The task:
Rewrite everything from the line containing "Practice step: put one dot on the neighboring" down to the end of the records, requests included. Shift every coordinate in the answers up by 57.

Pointing records:
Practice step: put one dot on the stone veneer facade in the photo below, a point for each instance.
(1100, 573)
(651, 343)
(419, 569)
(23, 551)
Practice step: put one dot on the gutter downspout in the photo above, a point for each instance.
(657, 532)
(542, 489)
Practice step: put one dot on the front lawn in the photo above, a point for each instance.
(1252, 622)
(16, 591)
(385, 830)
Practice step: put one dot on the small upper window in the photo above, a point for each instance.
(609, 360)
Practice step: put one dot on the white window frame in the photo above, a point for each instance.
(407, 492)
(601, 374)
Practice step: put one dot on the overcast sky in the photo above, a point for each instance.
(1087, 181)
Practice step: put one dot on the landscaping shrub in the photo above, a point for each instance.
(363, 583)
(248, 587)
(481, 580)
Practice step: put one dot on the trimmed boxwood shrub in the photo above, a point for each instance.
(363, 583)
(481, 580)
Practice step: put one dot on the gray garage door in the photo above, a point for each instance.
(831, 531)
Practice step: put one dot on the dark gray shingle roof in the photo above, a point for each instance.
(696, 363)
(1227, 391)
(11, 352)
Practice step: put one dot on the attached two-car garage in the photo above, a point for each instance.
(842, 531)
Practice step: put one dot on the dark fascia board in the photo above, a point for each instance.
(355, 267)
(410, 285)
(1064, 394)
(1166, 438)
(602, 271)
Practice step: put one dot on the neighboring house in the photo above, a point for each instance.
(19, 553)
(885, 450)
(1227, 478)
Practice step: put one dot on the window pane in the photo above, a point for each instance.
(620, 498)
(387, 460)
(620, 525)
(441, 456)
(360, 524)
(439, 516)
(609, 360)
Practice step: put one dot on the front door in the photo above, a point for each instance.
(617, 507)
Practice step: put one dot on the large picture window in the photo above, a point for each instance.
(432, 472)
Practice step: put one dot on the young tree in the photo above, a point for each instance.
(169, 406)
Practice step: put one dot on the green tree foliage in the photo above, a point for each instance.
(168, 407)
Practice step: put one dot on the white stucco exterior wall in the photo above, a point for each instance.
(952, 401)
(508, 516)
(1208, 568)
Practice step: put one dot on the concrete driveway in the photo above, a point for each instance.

Solution to this exercise:
Practice step: put one dot on the neighboring house in the photo above, a point for each instance.
(76, 610)
(942, 507)
(1284, 535)
Practice step: put one dot on the window pane in the photo above, a point for each instance.
(677, 555)
(444, 517)
(677, 582)
(498, 513)
(417, 581)
(496, 573)
(666, 417)
Practice step: put one dot on the front door in the photo above, a point for each instance.
(674, 564)
Practice step: put one dot on the large picture window in the photo above, a point for each instance.
(489, 529)
Practice step: put one dot on the young tree in the photo above, a point for each instance.
(226, 463)
Practice step: put one dot on the green tree foliage in the photo above, a point for each instance.
(225, 464)
Practice step: put one dot on the white stucco exterior wall in the photo above, a point for each instance.
(1009, 458)
(565, 573)
(1265, 625)
Practice step: put one dot on the concrete driveway in the photo above, a point for each instance.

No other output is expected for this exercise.